Work task: Every entry must be transcribed exactly as written.

::::::

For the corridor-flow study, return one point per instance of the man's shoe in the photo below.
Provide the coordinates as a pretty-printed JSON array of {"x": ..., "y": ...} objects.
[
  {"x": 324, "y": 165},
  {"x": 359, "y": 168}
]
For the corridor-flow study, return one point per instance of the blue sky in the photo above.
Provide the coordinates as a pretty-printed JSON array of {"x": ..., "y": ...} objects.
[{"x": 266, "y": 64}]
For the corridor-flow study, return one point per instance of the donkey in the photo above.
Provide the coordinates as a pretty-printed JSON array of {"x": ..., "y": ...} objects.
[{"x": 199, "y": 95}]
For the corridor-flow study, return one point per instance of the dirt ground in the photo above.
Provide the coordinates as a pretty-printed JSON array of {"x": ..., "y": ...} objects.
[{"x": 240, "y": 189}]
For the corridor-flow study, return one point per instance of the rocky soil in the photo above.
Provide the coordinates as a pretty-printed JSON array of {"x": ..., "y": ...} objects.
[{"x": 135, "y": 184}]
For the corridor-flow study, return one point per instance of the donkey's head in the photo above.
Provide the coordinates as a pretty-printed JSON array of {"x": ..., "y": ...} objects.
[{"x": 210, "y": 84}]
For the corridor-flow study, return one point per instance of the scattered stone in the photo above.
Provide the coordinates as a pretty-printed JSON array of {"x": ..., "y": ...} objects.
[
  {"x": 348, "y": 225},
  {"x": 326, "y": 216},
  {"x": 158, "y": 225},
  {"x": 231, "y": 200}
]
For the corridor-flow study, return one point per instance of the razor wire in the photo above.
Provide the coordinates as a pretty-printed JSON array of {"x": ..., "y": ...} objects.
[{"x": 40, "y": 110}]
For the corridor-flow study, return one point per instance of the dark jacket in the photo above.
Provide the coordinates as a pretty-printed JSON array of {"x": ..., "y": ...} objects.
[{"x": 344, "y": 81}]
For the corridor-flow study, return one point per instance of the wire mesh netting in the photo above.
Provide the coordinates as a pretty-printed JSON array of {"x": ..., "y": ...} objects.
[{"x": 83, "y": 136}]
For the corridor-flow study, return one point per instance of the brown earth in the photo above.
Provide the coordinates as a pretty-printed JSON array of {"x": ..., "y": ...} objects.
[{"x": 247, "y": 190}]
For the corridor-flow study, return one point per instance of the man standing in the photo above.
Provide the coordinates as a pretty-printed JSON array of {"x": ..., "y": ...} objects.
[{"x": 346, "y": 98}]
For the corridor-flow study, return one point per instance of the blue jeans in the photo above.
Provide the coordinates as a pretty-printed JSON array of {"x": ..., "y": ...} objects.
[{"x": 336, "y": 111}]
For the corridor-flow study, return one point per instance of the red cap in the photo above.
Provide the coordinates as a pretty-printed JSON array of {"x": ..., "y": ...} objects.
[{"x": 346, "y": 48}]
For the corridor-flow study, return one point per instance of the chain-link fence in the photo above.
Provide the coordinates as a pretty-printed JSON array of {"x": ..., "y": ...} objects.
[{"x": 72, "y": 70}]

::::::

Answer box:
For the corridor-flow study, return one point per instance of the man's shoe in the photo below.
Provide the coordinates as a pretty-printed JSON array of {"x": ..., "y": ...} objects.
[
  {"x": 324, "y": 165},
  {"x": 359, "y": 168}
]
For the corridor-flow study, return one point per instance of the blue sky in the photo above.
Provide the coordinates as a pretty-printed JSON array of {"x": ..., "y": ...} objects.
[{"x": 266, "y": 64}]
For the corridor-flow study, return one point per instance of the donkey in the photo above.
Provide the coordinates as a pretty-printed JSON array of {"x": ..., "y": ...} objects.
[{"x": 199, "y": 95}]
For the corridor-flow study, return one point per instance of the dirt ground in the photo above.
Provide the coordinates as a pretty-printed JSON array of {"x": ..., "y": ...} objects.
[{"x": 240, "y": 189}]
For the corridor-flow study, return one point per instance of the rocky soil in the photo above.
Provide the coordinates as a pretty-printed JSON array of {"x": ..., "y": ...} objects.
[{"x": 135, "y": 184}]
For the corridor-flow study, return one point per instance of the donkey's head in the photo above.
Provide the coordinates as a pretty-printed JSON array of {"x": ..., "y": ...} objects.
[{"x": 210, "y": 84}]
For the corridor-flow study, return one point per instance of the scattered stone in the photo above.
Provide the coordinates as a pretty-printed JSON array of {"x": ..., "y": ...} objects.
[
  {"x": 348, "y": 225},
  {"x": 326, "y": 216},
  {"x": 158, "y": 225},
  {"x": 231, "y": 200}
]
For the corridor-flow study, return one point per instance of the razor wire in the photo above.
Provide the coordinates as a pretty-printed JSON array of {"x": ..., "y": ...} objects.
[{"x": 40, "y": 110}]
For the corridor-flow study, return one point per instance of the dark jacket in the photo above.
Provide the coordinates as a pretty-printed JSON array of {"x": ..., "y": ...} objects.
[{"x": 344, "y": 81}]
For the corridor-flow study, return one point per instance of the wire mesh netting in the photo above.
Provide the coordinates as a pretty-printed JSON array of {"x": ..., "y": ...} objects.
[{"x": 83, "y": 136}]
For the corridor-flow study, return one point per instance of the brown earth in the photo above.
Provide the coordinates as a pretty-printed JSON array of {"x": ..., "y": ...} objects.
[{"x": 247, "y": 190}]
For the corridor-flow study, return one point per instance of the man standing in the photo above.
Provide the coordinates as a pretty-printed JSON array of {"x": ..., "y": ...} objects.
[{"x": 346, "y": 98}]
For the corridor-flow study, return one point per instance of the blue jeans in the photo above.
Provide the coordinates as a pretty-printed JSON array of {"x": ..., "y": ...} objects.
[{"x": 336, "y": 111}]
For the corridor-flow study, return one point per instance of the red cap in the photo above.
Provide the coordinates as a pretty-printed JSON array of {"x": ..., "y": ...} objects.
[{"x": 346, "y": 48}]
For the corridor-flow study, return one point per instance of the chain-link fence in the photo above.
Provide the coordinates as a pretty-printed JSON array of {"x": ..., "y": ...} objects.
[{"x": 72, "y": 70}]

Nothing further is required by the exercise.